**DOCUMENT PASSAGE:**
== Segment start ==

The secret of a contented life is to learn how to end the day well. Nature’s ‘Evensong’ has some lessons for us.
Listening to Nature’s Evensong
Earlier in the day I’ve been entertained and amused by a flock of young blue tits following the parent excitedly from bush to bush in our front garden – an exceptionally late sight. Blue tits normally have only one brood in spring. Has anyone seen anything similar recently? But now, the sun is setting and as dusk approaches, a measure of stillness descends as the ever noisy traffic lessens. What welcome relief! Similarly the winds of the day die down as they so often do after sunset.
‘It is a beauteous evening, calm and free‘ (Wordsworth).
Clearly it’s time to unwind!
Now in the garden all is quiet, at least nearly so. Earlier in the autumn there might have been a rustling hedgehog as it scurries across the lawn on its hunt for earthworms. Now a late robin sings his autumnal evensong from a nearby bush, encouraged into song by the lights from the house perhaps? One of the delights of spring time used to be to hear a late singing song thrush, serenading us from the top of a garden tree as the darkness falls. But now, it’s only a lone blackbird giving an alarm cry as it’s disturbed by something in the hedge. Then there’s a slight rustling as it and other birds settle back into their roosts.

== Segment end ==

Segmentation mask data:
== Segment start ==

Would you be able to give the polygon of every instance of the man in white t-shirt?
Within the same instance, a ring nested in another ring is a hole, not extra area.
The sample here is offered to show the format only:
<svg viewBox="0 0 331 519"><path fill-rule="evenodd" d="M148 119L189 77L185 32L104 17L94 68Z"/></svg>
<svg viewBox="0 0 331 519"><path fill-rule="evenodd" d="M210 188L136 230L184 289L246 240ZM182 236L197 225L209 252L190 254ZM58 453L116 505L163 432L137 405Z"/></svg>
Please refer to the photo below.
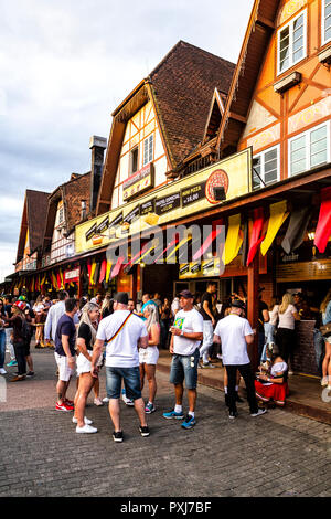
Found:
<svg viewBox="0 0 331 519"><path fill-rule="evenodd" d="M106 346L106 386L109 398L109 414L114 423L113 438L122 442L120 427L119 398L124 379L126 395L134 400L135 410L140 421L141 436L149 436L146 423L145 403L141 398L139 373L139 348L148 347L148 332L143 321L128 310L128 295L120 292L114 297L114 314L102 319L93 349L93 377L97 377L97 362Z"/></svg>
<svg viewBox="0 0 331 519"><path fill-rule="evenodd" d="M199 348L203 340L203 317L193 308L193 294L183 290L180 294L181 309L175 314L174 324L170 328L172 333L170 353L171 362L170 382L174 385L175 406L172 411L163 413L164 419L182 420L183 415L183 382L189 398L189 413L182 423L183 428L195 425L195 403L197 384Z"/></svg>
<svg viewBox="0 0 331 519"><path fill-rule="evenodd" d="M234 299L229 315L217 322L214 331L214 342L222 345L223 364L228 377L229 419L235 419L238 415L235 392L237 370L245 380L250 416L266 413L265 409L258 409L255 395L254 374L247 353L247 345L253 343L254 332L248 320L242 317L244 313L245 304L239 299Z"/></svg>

== Segment end ==
== Segment start ==

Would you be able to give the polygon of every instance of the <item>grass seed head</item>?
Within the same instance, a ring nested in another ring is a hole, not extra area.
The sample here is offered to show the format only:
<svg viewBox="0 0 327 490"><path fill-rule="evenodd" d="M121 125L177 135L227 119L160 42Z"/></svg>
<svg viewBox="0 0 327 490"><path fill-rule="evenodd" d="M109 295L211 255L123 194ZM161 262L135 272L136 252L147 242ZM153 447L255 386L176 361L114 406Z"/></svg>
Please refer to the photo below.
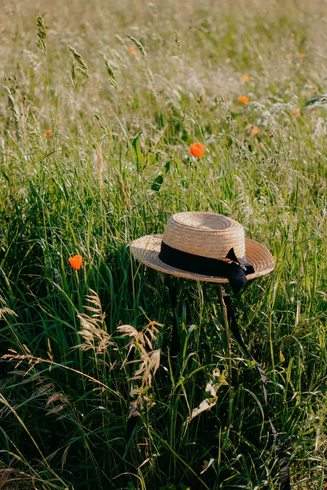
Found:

== Segment end ==
== Segment start ==

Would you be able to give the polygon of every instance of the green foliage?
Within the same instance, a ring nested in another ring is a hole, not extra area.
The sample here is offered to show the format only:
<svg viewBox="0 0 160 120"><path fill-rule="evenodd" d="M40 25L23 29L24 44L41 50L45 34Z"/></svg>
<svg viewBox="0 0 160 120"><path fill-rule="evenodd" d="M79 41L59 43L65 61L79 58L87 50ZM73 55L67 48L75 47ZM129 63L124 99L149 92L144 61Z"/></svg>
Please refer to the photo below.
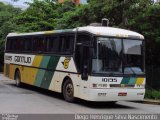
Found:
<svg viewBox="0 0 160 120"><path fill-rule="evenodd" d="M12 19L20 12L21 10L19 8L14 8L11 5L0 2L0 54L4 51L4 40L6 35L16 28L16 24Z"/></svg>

== Segment end ==

**TASK SET:**
1. From the Nature's Evensong text, copy word for word the part starting with "Clearly it’s time" and going on through "into their roosts.".
2. Shorten the paragraph of the Nature's Evensong text that begins "Now in the garden all is quiet," keeping its main facts.

**ANSWERS FOR THE EXERCISE:**
1.
Clearly it’s time to unwind!
Now in the garden all is quiet, at least nearly so. Earlier in the autumn there might have been a rustling hedgehog as it scurries across the lawn on its hunt for earthworms. Now a late robin sings his autumnal evensong from a nearby bush, encouraged into song by the lights from the house perhaps? One of the delights of spring time used to be to hear a late singing song thrush, serenading us from the top of a garden tree as the darkness falls. But now, it’s only a lone blackbird giving an alarm cry as it’s disturbed by something in the hedge. Then there’s a slight rustling as it and other birds settle back into their roosts.

2. The garden is nearly quiet. Earlier in the autumn a hedgehog might have scurried across the lawn hunting earthworms. Now a late robin sings from a nearby bush, perhaps encouraged by the house lights. In spring a late song thrush used to sing from a treetop at dusk. Now there is only a lone blackbird's alarm cry when something in the hedge disturbs it, then a slight rustling as the birds settle back into their roosts.